:: Task input ::
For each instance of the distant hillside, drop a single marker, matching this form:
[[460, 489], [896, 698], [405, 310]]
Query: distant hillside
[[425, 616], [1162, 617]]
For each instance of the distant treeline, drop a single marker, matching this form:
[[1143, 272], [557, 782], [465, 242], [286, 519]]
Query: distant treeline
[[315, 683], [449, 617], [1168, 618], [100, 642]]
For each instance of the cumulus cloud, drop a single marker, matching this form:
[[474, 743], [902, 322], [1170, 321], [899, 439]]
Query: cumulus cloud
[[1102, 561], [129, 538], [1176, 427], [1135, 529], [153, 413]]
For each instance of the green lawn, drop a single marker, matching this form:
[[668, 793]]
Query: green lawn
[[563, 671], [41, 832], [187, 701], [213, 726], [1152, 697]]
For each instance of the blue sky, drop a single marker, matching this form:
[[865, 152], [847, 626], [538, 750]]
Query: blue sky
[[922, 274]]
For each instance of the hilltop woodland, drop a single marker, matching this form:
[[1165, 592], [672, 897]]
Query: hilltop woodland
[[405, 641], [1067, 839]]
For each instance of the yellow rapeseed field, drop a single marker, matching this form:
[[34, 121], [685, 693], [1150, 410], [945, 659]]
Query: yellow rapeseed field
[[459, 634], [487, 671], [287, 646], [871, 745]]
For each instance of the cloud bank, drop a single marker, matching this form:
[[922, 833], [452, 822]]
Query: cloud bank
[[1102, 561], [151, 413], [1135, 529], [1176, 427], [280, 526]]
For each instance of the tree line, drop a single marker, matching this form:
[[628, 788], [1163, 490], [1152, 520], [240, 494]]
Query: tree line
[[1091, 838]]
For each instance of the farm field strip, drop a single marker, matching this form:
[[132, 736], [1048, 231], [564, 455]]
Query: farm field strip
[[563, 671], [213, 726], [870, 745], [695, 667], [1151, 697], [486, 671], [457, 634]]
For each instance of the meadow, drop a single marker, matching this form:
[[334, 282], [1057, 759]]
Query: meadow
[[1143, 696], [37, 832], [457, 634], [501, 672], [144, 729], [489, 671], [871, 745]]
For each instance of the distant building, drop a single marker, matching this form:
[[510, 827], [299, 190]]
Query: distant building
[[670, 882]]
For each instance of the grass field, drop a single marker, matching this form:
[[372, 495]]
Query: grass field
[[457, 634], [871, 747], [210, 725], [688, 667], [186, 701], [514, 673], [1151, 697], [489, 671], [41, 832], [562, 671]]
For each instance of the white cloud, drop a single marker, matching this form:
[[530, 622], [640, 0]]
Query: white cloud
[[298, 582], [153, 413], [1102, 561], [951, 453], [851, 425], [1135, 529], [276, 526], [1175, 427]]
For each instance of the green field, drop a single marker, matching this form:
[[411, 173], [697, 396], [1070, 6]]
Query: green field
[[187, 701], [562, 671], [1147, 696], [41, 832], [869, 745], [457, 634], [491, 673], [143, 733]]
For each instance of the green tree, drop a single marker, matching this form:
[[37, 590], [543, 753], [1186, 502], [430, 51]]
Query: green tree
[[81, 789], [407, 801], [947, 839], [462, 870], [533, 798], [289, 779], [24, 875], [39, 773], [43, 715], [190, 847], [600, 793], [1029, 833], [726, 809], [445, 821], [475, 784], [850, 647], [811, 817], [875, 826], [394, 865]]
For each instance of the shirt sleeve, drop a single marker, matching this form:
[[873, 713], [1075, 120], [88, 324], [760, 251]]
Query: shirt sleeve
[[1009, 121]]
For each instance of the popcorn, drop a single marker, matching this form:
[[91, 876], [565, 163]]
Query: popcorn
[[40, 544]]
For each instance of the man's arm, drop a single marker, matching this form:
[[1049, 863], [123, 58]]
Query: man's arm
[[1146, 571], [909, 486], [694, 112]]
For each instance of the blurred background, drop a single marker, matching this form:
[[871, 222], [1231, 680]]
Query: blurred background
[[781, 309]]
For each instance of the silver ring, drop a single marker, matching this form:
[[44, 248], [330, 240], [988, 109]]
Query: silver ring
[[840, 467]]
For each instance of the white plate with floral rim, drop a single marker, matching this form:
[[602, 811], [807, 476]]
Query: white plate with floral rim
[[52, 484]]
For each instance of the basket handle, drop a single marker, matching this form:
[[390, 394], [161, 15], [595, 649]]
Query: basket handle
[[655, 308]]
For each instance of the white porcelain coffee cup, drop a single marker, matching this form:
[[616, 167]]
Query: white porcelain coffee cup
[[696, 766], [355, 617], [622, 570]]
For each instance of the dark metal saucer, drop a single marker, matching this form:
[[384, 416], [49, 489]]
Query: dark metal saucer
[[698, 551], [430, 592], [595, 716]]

:: Task prompt ::
Shift every coordinate in the point lists that directly follow each "Query:" line by adding 134 to it. Rewrite in full, and only, the lines of the listing between the one holding "For each instance of the distant building, drop" and the one holding "832], [562, 671]]", inclusive, leaving all other numbers unchanged.

:: Final result ::
For each instance of the distant building, drop a single marker, matching this form:
[[510, 827], [299, 190]]
Query: distant building
[[804, 1016]]
For each instance of the grass field, drop a single marker, matching this form:
[[372, 495]]
Query: grass field
[[591, 768], [1005, 881], [344, 859], [822, 801], [320, 835], [648, 807], [1285, 831], [623, 805], [175, 966], [696, 805]]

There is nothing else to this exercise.